The exercise —
Please give the listing again in its entirety, exactly as written.

Stored data —
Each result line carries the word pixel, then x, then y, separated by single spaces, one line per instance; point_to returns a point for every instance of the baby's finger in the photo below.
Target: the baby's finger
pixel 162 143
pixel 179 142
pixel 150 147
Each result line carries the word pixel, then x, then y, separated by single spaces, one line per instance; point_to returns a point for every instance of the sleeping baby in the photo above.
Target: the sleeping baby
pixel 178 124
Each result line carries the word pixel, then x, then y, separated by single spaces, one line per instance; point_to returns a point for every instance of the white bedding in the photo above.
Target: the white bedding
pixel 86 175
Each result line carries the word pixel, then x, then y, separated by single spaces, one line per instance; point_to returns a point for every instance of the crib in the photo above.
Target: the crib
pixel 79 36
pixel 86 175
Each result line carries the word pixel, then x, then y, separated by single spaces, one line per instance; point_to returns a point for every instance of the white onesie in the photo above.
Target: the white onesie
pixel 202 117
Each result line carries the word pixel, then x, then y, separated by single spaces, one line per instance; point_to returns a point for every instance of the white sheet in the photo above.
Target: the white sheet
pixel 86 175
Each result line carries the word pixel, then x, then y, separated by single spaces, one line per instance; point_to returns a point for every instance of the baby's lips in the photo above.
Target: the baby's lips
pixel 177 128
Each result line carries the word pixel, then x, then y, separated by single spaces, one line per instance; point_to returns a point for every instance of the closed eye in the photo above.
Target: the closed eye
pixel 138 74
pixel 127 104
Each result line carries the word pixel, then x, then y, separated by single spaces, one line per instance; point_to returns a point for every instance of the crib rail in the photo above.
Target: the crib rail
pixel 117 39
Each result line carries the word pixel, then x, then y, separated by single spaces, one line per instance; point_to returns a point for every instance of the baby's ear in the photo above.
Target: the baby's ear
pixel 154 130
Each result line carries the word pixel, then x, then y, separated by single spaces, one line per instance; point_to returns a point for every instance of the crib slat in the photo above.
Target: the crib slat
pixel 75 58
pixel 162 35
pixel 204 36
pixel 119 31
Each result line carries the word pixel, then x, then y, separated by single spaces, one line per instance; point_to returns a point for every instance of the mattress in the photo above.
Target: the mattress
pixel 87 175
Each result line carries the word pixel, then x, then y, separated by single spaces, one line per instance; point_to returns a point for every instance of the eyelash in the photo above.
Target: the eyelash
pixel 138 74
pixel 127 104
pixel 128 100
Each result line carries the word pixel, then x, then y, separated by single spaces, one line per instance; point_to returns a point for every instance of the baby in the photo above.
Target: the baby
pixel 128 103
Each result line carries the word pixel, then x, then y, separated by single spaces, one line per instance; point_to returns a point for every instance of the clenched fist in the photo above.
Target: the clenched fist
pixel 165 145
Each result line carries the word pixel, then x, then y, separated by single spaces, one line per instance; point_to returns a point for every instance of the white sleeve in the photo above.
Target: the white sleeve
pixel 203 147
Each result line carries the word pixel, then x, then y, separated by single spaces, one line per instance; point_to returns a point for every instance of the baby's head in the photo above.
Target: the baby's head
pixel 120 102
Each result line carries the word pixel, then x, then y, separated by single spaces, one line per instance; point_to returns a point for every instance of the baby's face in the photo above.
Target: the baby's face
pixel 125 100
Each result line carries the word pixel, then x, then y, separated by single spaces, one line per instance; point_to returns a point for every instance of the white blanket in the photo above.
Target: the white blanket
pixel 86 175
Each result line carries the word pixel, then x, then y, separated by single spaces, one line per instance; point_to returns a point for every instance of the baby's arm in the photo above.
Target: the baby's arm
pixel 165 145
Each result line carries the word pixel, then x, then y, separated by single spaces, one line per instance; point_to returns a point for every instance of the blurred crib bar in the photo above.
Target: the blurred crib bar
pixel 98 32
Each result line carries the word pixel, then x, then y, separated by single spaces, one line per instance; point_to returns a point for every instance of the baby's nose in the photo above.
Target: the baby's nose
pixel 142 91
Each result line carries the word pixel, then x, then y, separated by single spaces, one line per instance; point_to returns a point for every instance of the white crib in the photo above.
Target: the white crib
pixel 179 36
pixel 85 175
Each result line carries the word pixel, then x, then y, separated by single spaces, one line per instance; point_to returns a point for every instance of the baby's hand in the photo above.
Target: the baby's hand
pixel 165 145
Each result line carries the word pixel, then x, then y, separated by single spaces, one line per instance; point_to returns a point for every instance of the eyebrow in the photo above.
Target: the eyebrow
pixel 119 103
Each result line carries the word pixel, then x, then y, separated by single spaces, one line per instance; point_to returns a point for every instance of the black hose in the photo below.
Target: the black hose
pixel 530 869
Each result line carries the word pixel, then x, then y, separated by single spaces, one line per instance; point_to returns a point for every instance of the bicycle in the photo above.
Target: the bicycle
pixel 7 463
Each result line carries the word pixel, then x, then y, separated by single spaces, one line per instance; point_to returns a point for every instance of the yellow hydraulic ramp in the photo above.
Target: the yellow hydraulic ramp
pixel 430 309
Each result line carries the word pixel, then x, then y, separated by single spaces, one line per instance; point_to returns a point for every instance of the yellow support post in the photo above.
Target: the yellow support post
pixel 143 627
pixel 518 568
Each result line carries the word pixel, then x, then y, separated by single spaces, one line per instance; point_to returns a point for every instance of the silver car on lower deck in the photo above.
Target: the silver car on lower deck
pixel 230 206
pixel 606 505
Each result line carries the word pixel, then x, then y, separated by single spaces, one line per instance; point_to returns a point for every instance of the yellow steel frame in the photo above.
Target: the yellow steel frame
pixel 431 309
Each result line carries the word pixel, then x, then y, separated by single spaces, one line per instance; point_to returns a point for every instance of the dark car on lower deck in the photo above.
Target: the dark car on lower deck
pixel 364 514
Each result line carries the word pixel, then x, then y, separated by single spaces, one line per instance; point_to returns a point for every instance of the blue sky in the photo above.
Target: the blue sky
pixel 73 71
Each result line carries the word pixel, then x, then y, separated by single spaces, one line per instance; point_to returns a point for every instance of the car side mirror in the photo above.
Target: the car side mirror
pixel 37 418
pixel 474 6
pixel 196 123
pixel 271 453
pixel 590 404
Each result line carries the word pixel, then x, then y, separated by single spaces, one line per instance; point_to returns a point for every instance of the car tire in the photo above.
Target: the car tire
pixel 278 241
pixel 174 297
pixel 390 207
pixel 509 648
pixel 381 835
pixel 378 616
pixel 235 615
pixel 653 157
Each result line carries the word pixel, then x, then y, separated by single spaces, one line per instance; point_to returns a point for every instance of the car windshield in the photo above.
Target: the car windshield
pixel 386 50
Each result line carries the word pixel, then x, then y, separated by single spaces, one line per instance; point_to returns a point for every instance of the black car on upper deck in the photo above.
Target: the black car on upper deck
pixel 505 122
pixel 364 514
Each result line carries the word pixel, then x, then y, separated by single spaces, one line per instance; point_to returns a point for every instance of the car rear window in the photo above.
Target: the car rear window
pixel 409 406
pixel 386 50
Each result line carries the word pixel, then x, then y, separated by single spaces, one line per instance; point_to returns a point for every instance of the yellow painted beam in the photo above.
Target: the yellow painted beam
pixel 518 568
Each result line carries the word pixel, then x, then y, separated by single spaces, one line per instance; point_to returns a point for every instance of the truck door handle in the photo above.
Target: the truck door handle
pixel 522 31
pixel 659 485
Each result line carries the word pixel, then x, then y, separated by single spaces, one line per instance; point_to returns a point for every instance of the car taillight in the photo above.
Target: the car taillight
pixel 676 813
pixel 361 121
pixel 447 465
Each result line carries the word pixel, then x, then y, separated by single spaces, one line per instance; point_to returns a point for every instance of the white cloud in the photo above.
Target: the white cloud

Problem solution —
Each result line carries the word pixel, then x, then y, separated by single spaces, one line per instance; point_to returns a point for every instance of the baby's finger in the photo below.
Target: the baby's finger
pixel 162 143
pixel 179 142
pixel 150 147
Each result line carries the word pixel, then x, then y, separated by single spaces, one line per instance; point_to returns a point for every instance of the sleeping baby in the photo above.
Target: the sleeping baby
pixel 178 124
Each result line carries the word pixel, then x, then y, separated by single spaces, one line per instance; point_to returns a point for every instance of the white bedding in the photo above.
Target: the white bedding
pixel 86 175
Each result line carries the word pixel, then x, then y, separated by single spaces, one line per instance; point_to returns a point for every instance of the crib in the photo above.
Target: the crib
pixel 79 36
pixel 86 175
Each result line carries the word pixel, then x, then y, separated by single spaces, one line per instance; point_to returns a point for every instance of the white onesie in the photo above.
Target: the white onesie
pixel 202 117
Each result line carries the word pixel, then x, then y, separated by single spaces, one line per instance; point_to returns a point for every instance of the white sheet in the photo above.
Target: the white sheet
pixel 86 175
Each result line carries the word pixel, then x, then y, separated by single spaces, one line per instance; point_to returns a point for every instance of the baby's lips in the photo above.
Target: the baby's lips
pixel 177 128
Each result line carries the word pixel, then x, then y, separated by single spaces, one line per instance; point_to returns a point for every instance of the closed eye in the photo above.
Target: the closed eye
pixel 138 74
pixel 127 104
Each result line carries the word pixel, then x, then y, separated by single spaces, one line per instance; point_to returns a point for every instance of the crib rail in the photo above.
Target: the crib rail
pixel 117 39
Each result line carries the word pixel, then x, then y, separated by single spaces, one line per instance; point_to returns a point for every instance of the baby's ear in the photo above.
Target: the baby's ear
pixel 154 130
Each result line carries the word pixel, then x, then y, separated by single spaces, one line per instance; point_to returns a point for every instance of the crib slat in the photo above.
Target: the crib slat
pixel 75 58
pixel 162 35
pixel 204 36
pixel 119 31
Each result line carries the word pixel, then x, then y, separated by single spaces, one line per instance; point_to returns a point for every instance of the mattress in the photo above.
Target: the mattress
pixel 87 175
Each result line carries the word pixel, then x, then y, separated by single spaces, one line per instance; point_to returns a point for every instance of the eyelash in the photo above.
Target: the eyelash
pixel 138 74
pixel 127 104
pixel 128 100
Each result line carries the word pixel, then x, then y, separated by single spaces, one line per instance; point_to returns a point for every instance of the baby in the photo above.
Target: the baby
pixel 128 103
Each result line carries the word pixel, then x, then y, separated by single spaces, one line per instance; point_to returns a point for every instance of the clenched fist in the photo above.
Target: the clenched fist
pixel 165 145
Each result line carries the word pixel, then x, then y, separated by single spaces, one line per instance; point_to returns a point for every instance of the white sleeve in the photo above.
Target: the white sleeve
pixel 203 147
Each result line carries the word pixel, then x, then y, separated by single spaces, one line per instance; point_to returns a point for every instance of the baby's head in the photo above.
Target: the baby's head
pixel 120 102
Each result line carries the word pixel, then x, then y, separated by single spaces, one line per instance; point_to returns a point for every instance of the baby's face in the photo above.
Target: the baby's face
pixel 125 100
Each result line carries the word pixel, then x, then y, separated by single spaces, one line per instance; point_to returns a point for every instance of the white blanket in the photo above.
Target: the white blanket
pixel 86 175
Each result line carries the word pixel, then x, then y, separated by single spaces, one line per instance; point_to returns a point for every instance of the baby's arm in the photo above.
Target: the baby's arm
pixel 165 145
Each result line carries the word pixel, then x, then y, separated by single spaces, one line per instance; point_to returns a point for every instance of the blurred crib bar in the photo above.
Target: the blurred crib bar
pixel 98 32
Each result line carries the word pixel, then x, then y, separated by single spaces, one line per instance; point_to returns a point for every instance of the baby's nose in the photo above.
Target: the baby's nose
pixel 142 91
Each result line carries the word pixel, then x, then y, separated by single spaces, one line per instance; point_to returns a point for every instance of the white crib in the photo above.
Target: the white crib
pixel 179 36
pixel 85 175
Each result line carries the word pixel, then x, then y, separated by single spaces, one line per instance; point_to returns a point for every instance of the baby's hand in the photo above.
Target: the baby's hand
pixel 165 145
Each result line carries the word pixel, then x, then y, separated by single spaces, one line per instance; point_to returns a point for every instance of the eyebrow in the photo above.
Target: the eyebrow
pixel 119 103
Each result line carries the word pixel, then x, then y, separated by single spaces, one line per instance; point_to returns a point for every instance of the black hose in the photo below.
Target: the black hose
pixel 530 869
Each result line carries the word pixel, then x, then y, separated by single spaces, one line per instance; point_to returns a point for every instance of the bicycle in the photo above.
Target: the bicycle
pixel 7 463
Each result line carries the word pixel, then x, then y, separated by single spaces, one line per instance; point_to returns a point for every instance of the yellow hydraulic ramp in the photo above.
Target: the yellow hydraulic ramp
pixel 430 309
Each result line carries the word pixel, then x, then y, separated by single spaces, one line per instance; point_to returns a point for every instance of the yellow support post in the photo above.
Target: the yellow support post
pixel 143 627
pixel 518 568
Each result line carries the word pixel, then x, then y, separated by single spaces, one line per instance; point_to returns a point for every instance of the silver car on lower deck in the photo above.
Target: the silver car on lower deck
pixel 230 206
pixel 606 505
Each result line carries the word pixel, then x, then y, separated by single spaces, one line per instance; point_to returns a point for every instance of the yellow steel frame in the photo above.
Target: the yellow steel frame
pixel 431 309
Each result line carries the word pixel, then x, then y, separated by single spaces, one line per instance; point_to returns a point for every instance of the dark car on lower deck in the photo above.
Target: the dark car on lower deck
pixel 364 514
Each result line carries the word pixel, then x, then y, separated by single spaces, one line per instance; point_to returns a point for every instance of the blue sky in the photo above.
Target: the blue sky
pixel 73 71
Each result line carries the word pixel, then x, then y, separated by single spaces, one line per instance; point_to returns a point for every instance of the car side mirror in the photo above.
Target: the car side mirror
pixel 37 418
pixel 474 6
pixel 196 123
pixel 271 453
pixel 590 404
Each result line carries the word pixel, then x, then y, separated by single spaces, one line per instance; point_to returns a point for every instance of the car tire in the photo above.
Target: the car tire
pixel 278 241
pixel 174 297
pixel 390 207
pixel 509 648
pixel 381 835
pixel 378 616
pixel 235 615
pixel 653 157
Each result line carries the word pixel, then x, then y, separated by single spaces, one line per instance; point_to returns a point for every instance of the car windshield in the photo above.
Target: the car windshield
pixel 386 50
Each result line carries the word pixel, then x, then y, separated by single spaces, one line per instance; point_to returns a point for every instance of the black car on upper deck in the photo above.
Target: the black car on upper deck
pixel 505 122
pixel 364 514
Each result line carries the word pixel, then x, then y, separated by single spaces, one line per instance; point_to returns a point for every instance of the car rear window in the photo above.
Target: the car rear window
pixel 409 406
pixel 386 50
Each result line carries the word pixel, then x, then y, separated by single spaces, one line per instance; point_to returns a point for every instance of the yellow painted beam in the photo above.
Target: the yellow painted beam
pixel 518 568
Each result line carries the word pixel, then x, then y, separated by single spaces, one line per instance; point_to returns a point for every instance of the truck door handle in the photo above.
Target: the truck door handle
pixel 522 31
pixel 659 485
Each result line carries the word pixel, then x, then y, separated by single spaces, one line per instance; point_to returns a point for every instance of the car taillight in the photo above.
Target: the car taillight
pixel 676 813
pixel 361 121
pixel 447 465
Each result line carries the word pixel, then x, then y, separated by single spaces, one line per instance; point_to returns a point for every instance of the white cloud in the photo above.
Target: the white cloud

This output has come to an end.